• [Task directions]: Could each entry below be printed again exactly as given?

————————

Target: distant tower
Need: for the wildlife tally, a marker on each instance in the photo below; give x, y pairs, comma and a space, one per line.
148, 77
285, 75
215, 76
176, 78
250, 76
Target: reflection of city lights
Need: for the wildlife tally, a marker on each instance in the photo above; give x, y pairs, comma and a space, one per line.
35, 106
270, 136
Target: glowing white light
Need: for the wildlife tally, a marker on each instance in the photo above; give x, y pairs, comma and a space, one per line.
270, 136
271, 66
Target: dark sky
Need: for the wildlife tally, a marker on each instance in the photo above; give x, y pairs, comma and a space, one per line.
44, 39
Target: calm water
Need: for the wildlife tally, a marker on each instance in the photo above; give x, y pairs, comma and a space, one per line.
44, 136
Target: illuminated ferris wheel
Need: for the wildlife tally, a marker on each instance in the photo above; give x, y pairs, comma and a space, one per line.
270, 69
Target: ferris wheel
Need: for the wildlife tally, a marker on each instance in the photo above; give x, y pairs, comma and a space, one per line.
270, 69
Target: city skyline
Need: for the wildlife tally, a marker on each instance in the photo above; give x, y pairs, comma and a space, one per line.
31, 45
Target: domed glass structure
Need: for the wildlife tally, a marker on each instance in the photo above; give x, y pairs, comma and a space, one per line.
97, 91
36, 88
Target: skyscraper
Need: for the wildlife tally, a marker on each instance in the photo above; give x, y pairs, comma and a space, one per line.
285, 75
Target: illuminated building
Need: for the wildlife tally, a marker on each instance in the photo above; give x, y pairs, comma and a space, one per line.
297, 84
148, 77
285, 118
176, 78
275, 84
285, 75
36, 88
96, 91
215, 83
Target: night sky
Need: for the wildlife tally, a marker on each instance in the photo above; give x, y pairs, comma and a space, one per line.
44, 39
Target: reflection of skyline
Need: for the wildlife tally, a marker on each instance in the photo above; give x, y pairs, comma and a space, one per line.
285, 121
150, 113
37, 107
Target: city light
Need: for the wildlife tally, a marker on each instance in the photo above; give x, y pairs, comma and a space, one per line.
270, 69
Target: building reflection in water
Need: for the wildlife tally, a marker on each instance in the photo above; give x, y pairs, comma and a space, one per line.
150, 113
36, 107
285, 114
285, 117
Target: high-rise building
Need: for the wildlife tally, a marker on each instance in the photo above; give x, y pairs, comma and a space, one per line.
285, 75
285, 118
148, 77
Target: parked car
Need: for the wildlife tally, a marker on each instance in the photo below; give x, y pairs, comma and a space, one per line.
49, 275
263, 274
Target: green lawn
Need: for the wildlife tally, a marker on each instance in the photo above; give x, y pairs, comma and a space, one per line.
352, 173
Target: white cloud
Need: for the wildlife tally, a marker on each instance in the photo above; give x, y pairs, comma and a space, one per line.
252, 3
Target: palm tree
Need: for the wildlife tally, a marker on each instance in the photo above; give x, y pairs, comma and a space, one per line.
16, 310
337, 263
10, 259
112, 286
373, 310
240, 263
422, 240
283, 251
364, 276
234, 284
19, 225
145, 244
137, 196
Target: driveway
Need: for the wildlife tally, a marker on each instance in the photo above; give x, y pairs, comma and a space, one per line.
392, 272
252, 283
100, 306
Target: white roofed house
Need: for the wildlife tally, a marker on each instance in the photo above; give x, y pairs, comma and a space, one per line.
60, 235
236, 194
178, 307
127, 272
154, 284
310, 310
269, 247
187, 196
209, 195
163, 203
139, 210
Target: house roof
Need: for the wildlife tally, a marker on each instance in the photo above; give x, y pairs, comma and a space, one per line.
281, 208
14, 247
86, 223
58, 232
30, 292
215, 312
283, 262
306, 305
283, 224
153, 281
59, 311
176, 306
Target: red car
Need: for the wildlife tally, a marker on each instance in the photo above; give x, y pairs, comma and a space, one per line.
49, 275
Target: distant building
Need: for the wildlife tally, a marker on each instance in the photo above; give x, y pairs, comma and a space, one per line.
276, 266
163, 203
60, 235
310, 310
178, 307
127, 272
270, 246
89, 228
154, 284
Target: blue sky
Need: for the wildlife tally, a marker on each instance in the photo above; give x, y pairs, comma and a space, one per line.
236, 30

————————

• [Solution for this problem]:
Target: distant tower
Need: for the wildlife tally, a marker on each instance in the photo below; give x, y pairs, comma and a space, one per line.
148, 77
285, 75
215, 76
176, 78
250, 76
Target: reflection of city lights
Need: for the wildlife tally, a marker on each instance in the photo above; give x, y pairs, comma and a space, one per line.
35, 106
270, 136
Target: glowing white light
Need: for the wildlife tally, a marker on each instance in the photo above; give x, y pairs, comma and a space, one per line.
270, 136
271, 66
Target: dark sky
Need: for the wildlife tally, a marker on each instance in the photo above; give x, y pairs, comma and a space, one per line.
44, 39
Target: calm water
Need: for the wildlife tally, a marker on each instance in the photo above; give x, y pairs, comma and a space, one per line.
44, 136
Target: illuminated ferris wheel
Need: for the wildlife tally, a marker on each instance in the photo above; give x, y pairs, comma and a space, one per line.
270, 69
Target: ferris wheel
Need: for the wildlife tally, a marker on each instance in the photo above; give x, y pairs, comma and a space, one per line.
270, 69
Target: city skyline
Need: for the wildlife tally, a marker on each instance in the photo above; give x, y pairs, comma and a space, one per line.
31, 45
Target: domed glass structure
Need: for the wildlife tally, a marker on each instance in the photo above; give x, y pairs, comma and a space, one per line.
97, 91
36, 88
Target: skyscraper
Need: for the wildlife tally, a marker on each instance in the photo above; give x, y pairs, comma and a space, one per line.
285, 75
Target: illuminated building
Need: for the wildlife tally, a marker on each instance in the photo above; give x, y pairs, comma and a space, one per line.
297, 84
148, 77
285, 118
176, 78
275, 84
285, 75
36, 88
96, 91
215, 83
Target: night sky
Need: for the wildlife tally, a marker on each instance in the photo above; give x, y pairs, comma and a space, one per line.
44, 39
Target: reflection of skyline
Need: for the wildlife tally, a marker on each instance in the photo above; give x, y pairs, comma and a space, one per line.
285, 121
150, 113
37, 107
Target: city light
Need: for the wildlife tally, a marker on each instance in the photo above; give x, y pairs, comma and a space, one per line.
270, 69
Target: building reflection in water
Need: for the wildlife tally, a marker on each instance in the photo above; give x, y pairs, comma and a space, one per line.
150, 113
36, 107
285, 114
285, 117
Target: high-rise building
Need: for the wildlife tally, a marker on each instance in the photo above; give x, y pairs, comma and a space, one per line.
285, 75
285, 118
148, 77
Target: parked car
Need: for the wildlife tally, a marker on each instance in the photo below; give x, y pairs, comma and a space, one per line.
49, 275
263, 274
Target: green lawn
Need: for the wildlife tally, a marker on each instance in the photo above; give x, y pairs, comma and a space, one per line.
352, 173
Target: white cloud
Need: for the wildlife tally, a marker on each instance in the photo above; give x, y pairs, comma and a space, one per line.
252, 3
Target: palm tree
Need: for the wildlife tally, a marker on each instance in the photo above; give x, y pairs, comma and a space, one per line.
16, 310
337, 263
10, 259
112, 286
373, 310
240, 263
422, 240
283, 251
364, 276
234, 284
19, 225
145, 244
137, 196
Target: driveway
Need: for the wildlife tally, a marker on each instance in the photo above; give x, y pairs, comma and a space, one per line.
392, 272
252, 283
100, 306
Target: white roofed house
Need: for the wildlife tally, a marker on each instance in the photo above; give x, y pairs, comma and a space, one per line.
60, 235
236, 194
178, 307
127, 272
154, 284
310, 310
269, 247
187, 196
209, 195
163, 203
139, 210
Target: house roof
Need: for the wildlife tally, a marker on each instance in the photo above; give x, y pairs, comma and a space, one per line.
281, 208
14, 247
86, 223
58, 232
30, 292
215, 312
283, 262
306, 305
283, 224
153, 281
59, 311
176, 306
Target: red car
Need: for the wildlife tally, a marker on each instance in the photo above; give x, y pairs, comma and a space, one per line.
49, 275
Target: distant building
Need: for the wildlife tally, a marker on each instance in the photo above; give x, y pairs, comma and a space, one per line.
276, 266
163, 203
60, 235
310, 310
178, 307
127, 272
270, 246
89, 228
154, 284
Target: blue sky
Need: for the wildlife tally, a marker on each instance in the photo above; give x, y pairs, comma and a space, one per line.
236, 30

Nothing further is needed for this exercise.